▶ [EXCERPTED DATA]
++++

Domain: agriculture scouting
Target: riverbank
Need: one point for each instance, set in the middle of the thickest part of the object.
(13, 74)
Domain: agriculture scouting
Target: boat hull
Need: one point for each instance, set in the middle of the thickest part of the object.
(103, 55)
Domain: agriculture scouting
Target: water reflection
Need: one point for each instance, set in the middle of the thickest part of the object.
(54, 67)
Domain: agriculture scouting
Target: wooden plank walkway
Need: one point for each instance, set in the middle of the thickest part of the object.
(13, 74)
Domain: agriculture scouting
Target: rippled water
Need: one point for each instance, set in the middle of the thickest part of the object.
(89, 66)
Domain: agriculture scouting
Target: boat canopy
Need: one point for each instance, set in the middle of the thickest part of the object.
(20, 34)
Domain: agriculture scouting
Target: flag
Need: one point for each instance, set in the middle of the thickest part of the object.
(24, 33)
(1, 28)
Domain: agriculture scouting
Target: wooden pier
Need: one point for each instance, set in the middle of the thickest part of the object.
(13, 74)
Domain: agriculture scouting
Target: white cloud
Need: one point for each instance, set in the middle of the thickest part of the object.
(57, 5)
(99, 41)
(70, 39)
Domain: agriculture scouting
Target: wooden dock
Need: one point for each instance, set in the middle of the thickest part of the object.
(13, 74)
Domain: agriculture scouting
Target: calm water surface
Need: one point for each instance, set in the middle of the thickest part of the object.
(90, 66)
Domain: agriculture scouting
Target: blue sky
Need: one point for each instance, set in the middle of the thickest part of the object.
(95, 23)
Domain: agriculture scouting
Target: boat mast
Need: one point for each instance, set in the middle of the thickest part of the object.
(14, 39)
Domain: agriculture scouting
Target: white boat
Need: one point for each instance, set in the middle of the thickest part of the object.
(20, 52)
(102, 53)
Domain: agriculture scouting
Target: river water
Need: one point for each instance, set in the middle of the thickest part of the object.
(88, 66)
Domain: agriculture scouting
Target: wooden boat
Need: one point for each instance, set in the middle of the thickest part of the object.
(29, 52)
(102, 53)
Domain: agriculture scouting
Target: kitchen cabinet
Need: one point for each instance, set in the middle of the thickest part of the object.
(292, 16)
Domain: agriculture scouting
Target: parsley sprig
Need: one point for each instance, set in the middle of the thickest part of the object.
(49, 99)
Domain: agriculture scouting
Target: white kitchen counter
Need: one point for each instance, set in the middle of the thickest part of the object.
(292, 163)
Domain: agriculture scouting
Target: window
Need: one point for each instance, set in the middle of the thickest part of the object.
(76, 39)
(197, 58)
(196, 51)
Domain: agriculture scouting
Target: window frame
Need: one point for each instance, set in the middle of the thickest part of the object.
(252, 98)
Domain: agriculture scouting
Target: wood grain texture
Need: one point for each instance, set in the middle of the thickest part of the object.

++++

▶ [EXERCISE REQUIREMENTS]
Retype all the records, matching them exactly.

▶ [TASK OUTPUT]
Domain: agriculture scouting
Target: riverbank
Need: one point for each instance, set in the middle of the thickest part of the object.
(13, 74)
Domain: agriculture scouting
Target: boat hull
Need: one point for each instance, set in the middle of the thickest part of the object.
(103, 55)
Domain: agriculture scouting
Target: water reflection
Need: one point for each instance, set in the middle of the thickest part of the object.
(54, 67)
Domain: agriculture scouting
Target: wooden plank walkway
Need: one point for each instance, set in the middle of the thickest part of the object.
(13, 74)
Domain: agriculture scouting
Target: rippled water
Need: one point for each instance, set in the middle of the thickest part of the object.
(89, 66)
Domain: agriculture scouting
Target: boat canopy
Need: one point for each instance, set in the middle of the thickest part of the object.
(20, 34)
Domain: agriculture scouting
Target: flag
Need: one point for each instance, set in the middle of the thickest part of the object.
(24, 33)
(1, 28)
Domain: agriculture scouting
Target: wooden pier
Need: one point for each instance, set in the middle of the thickest part of the object.
(13, 74)
Domain: agriculture scouting
Target: white cloud
Need: one point for each instance, set in the middle of the thickest part of the object.
(57, 5)
(99, 41)
(70, 39)
Domain: agriculture scouting
Target: wooden dock
Need: one point for each instance, set in the middle of the thickest part of the object.
(13, 74)
Domain: agriculture scouting
Target: calm water surface
Need: one point for each instance, set in the middle of the thickest part of the object.
(90, 66)
Domain: agriculture scouting
Target: blue sky
Need: one point for each instance, set in the middle of the thickest part of the object.
(95, 23)
Domain: agriculture scouting
Target: boat mast
Need: one point for each instance, set in the middle of the thickest part of the object.
(14, 39)
Domain: agriculture scouting
Target: white boat
Need: one point for each instance, set in the middle of the thickest part of the object.
(20, 52)
(102, 53)
Domain: agriculture scouting
Target: river water
Need: one point for each instance, set in the middle of the thickest part of the object.
(88, 66)
Domain: agriculture scouting
Target: wooden boat
Need: one point for each instance, set in the middle of the thickest part of the object.
(29, 52)
(102, 53)
Domain: agriculture scouting
Target: kitchen cabinet
Need: one point for each instance, set in the middle of the thickest part of the object.
(292, 16)
Domain: agriculture scouting
Target: parsley sprig
Need: one point for each instance, set in the middle of the thickest part of the object.
(49, 99)
Domain: agriculture scouting
Target: white kitchen counter
Need: one point for each instance, set in the middle of the thickest part of the object.
(292, 163)
Domain: agriculture scouting
Target: window
Need: one point for each instance, set in the middle of the thickest part of the object.
(76, 39)
(197, 58)
(196, 51)
Domain: agriculture scouting
Target: window frame
Need: one point for each instance, set in the middle of the thickest part of the object.
(252, 98)
Domain: agriculture scouting
Target: wood grain texture
Need: one point for each instance, set in the middle of the thickest part of the object.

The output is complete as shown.